▶ **SOURCE PASSAGE**
The long axis of the figure—the line segment joining the northernmost point on the analemma to the southernmost—is bisected by the celestial equator, to which it is approximately perpendicular, and has a "length" of twice the obliquity of the ecliptic, i.e., about 47°. The component along this axis of the Sun's apparent motion is a result of the familiar seasonal variation of the declination of the Sun through the year. The "width" of the figure is due to the equation of time, and its angular extent is the difference between the greatest positive and negative deviations of local solar time from local mean time when this time-difference is related to angle at the rate of 15° per hour, i.e., 360° in 24 h. This width of the analemma is approximately 7.7°, so the length of the figure is more than six times its width. The difference in size of the lobes of the figure-eight form arises mainly from the fact that the perihelion and aphelion occur far from the equinoxes. Instead, they occur a couple of weeks after the solstices, which in turn causes a slight tilt of the figure eight and its minor lateral asymmetry.
There are three parameters that affect the size and shape of the analemma—obliquity, eccentricity, and the angle between the northward equinox and the periapsis. Viewed from an object with a perfectly circular orbit and no axial tilt, the Sun would always appear at the same point in the sky at the same time of day throughout the year and the analemma would be a dot. For an object with a circular orbit but significant axial tilt, the analemma would be a figure of eight with northern and southern lobes equal in size. For an object with an eccentric orbit but no axial tilt, the analemma would be a straight east–west line along the celestial equator.

▶ **ENTRIES PROVIDED**
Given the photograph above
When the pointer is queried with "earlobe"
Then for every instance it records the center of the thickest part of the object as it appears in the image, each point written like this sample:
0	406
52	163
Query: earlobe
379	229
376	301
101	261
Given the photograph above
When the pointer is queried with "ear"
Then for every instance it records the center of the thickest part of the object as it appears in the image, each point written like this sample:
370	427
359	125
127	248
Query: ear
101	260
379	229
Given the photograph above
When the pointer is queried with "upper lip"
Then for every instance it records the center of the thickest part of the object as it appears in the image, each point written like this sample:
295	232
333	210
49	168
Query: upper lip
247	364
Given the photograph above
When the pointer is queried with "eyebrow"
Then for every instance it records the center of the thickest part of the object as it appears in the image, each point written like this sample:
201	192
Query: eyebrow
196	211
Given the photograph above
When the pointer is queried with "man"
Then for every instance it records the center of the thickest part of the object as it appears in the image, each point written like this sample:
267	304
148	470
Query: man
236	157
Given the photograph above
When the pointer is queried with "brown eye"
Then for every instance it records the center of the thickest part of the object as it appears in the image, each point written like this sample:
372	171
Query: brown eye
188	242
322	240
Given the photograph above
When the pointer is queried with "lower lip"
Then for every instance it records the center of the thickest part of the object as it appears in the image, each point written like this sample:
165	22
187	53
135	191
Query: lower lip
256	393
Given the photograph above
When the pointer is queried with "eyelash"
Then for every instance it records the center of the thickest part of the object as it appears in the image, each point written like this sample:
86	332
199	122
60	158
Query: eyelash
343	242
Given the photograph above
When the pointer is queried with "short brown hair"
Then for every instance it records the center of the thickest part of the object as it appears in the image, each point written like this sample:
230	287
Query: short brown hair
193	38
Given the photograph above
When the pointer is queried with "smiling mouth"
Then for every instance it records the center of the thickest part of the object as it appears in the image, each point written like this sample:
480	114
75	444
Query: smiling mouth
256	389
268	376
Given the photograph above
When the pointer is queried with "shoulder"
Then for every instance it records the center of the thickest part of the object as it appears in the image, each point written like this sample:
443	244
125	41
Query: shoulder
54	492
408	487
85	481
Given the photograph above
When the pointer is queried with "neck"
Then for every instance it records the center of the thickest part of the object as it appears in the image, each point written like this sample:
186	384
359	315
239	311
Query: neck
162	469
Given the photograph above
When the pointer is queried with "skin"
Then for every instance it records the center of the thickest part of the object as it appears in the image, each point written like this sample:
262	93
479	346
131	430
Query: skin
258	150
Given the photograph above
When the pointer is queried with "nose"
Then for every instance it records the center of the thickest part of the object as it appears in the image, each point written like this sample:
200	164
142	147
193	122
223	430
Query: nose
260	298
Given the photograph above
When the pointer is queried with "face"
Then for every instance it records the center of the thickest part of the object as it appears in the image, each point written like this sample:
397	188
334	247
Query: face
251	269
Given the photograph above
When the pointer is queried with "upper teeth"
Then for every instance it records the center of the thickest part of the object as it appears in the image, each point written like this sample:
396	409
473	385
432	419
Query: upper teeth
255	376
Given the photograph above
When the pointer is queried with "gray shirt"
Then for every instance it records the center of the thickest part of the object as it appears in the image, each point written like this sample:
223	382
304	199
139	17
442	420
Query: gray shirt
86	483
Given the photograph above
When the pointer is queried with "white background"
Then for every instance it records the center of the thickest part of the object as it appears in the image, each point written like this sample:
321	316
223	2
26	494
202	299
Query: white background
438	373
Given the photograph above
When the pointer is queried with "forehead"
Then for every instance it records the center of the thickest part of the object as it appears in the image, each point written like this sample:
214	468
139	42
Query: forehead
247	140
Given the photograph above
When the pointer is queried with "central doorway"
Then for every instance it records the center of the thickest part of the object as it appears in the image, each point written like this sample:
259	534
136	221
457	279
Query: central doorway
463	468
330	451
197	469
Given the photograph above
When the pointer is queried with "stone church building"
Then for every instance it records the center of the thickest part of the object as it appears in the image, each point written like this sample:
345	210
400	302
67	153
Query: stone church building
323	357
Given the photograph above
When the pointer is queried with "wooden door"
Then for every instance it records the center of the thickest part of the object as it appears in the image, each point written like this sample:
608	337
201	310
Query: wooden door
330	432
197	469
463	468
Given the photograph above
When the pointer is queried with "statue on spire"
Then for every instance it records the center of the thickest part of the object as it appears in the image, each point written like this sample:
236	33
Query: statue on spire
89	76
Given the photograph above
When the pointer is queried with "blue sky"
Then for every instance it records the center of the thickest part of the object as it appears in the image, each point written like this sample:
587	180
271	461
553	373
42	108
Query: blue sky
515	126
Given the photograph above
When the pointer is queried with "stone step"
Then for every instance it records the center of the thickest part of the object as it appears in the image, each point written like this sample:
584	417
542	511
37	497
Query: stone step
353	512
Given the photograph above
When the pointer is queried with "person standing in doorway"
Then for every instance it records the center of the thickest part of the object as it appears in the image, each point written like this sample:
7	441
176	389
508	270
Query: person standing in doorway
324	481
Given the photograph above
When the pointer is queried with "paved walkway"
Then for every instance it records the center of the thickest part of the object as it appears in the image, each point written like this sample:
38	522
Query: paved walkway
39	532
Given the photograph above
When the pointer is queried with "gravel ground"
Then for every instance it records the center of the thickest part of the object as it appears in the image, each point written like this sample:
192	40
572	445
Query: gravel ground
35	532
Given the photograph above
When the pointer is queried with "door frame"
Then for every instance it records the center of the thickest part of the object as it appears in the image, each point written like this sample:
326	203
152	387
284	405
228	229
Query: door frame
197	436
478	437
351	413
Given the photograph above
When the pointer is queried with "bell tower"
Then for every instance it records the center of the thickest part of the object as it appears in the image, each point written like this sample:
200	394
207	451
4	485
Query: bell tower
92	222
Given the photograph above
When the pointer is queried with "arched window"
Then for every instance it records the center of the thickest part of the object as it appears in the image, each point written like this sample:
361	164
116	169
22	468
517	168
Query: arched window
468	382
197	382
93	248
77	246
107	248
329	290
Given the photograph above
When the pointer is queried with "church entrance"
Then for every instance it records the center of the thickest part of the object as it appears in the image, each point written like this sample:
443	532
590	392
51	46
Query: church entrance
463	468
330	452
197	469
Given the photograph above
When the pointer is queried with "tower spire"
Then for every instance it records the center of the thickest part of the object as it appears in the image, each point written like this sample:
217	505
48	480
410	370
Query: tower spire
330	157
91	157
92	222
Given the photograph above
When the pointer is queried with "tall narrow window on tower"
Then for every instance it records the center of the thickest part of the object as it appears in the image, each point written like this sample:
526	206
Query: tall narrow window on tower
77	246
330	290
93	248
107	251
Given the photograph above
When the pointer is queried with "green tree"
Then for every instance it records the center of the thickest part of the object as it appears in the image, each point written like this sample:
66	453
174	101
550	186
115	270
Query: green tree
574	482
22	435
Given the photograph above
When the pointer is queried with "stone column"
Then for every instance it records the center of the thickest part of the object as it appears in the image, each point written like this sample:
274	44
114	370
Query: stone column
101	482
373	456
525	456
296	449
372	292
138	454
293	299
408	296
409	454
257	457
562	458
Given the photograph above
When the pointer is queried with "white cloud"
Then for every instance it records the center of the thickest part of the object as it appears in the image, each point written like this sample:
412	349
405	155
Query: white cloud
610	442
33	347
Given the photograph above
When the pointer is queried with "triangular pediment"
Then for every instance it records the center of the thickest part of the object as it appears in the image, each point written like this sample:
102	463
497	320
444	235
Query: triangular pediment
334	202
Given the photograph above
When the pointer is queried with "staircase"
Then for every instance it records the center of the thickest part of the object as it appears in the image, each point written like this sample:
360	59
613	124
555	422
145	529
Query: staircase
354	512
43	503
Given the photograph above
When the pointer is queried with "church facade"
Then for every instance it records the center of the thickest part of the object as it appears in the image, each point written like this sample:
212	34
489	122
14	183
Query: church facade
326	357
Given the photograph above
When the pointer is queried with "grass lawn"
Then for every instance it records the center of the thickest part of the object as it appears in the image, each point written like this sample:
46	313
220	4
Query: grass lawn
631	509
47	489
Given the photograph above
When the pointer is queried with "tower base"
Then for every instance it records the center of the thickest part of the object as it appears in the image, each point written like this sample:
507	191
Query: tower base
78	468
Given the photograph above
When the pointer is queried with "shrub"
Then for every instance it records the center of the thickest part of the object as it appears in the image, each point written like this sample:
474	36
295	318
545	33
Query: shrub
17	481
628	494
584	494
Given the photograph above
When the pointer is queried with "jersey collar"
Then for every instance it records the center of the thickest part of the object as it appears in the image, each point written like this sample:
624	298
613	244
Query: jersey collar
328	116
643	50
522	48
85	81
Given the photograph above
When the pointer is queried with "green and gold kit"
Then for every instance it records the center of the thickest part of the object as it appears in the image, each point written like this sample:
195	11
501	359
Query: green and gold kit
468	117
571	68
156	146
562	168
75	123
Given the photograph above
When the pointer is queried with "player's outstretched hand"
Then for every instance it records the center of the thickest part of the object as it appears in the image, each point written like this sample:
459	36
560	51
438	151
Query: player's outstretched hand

▶ **TASK SET**
1) According to the analemma passage, why are the two lobes of the figure eight different sizes? Answer in one to three sentences.
2) From the analemma passage, return the words starting at "There are three" and ending at "the celestial equator.".
The material shown here was taken from a different source than the text.

▶ **OUTPUTS IN ORDER**
1) The lobes differ mainly because perihelion and aphelion fall far from the equinoxes. They come a couple of weeks after the solstices, which also gives the figure eight a slight tilt and a small side-to-side lopsidedness.

2)
There are three parameters that affect the size and shape of the analemma—obliquity, eccentricity, and the angle between the northward equinox and the periapsis. Viewed from an object with a perfectly circular orbit and no axial tilt, the Sun would always appear at the same point in the sky at the same time of day throughout the year and the analemma would be a dot. For an object with a circular orbit but significant axial tilt, the analemma would be a figure of eight with northern and southern lobes equal in size. For an object with an eccentric orbit but no axial tilt, the analemma would be a straight east–west line along the celestial equator.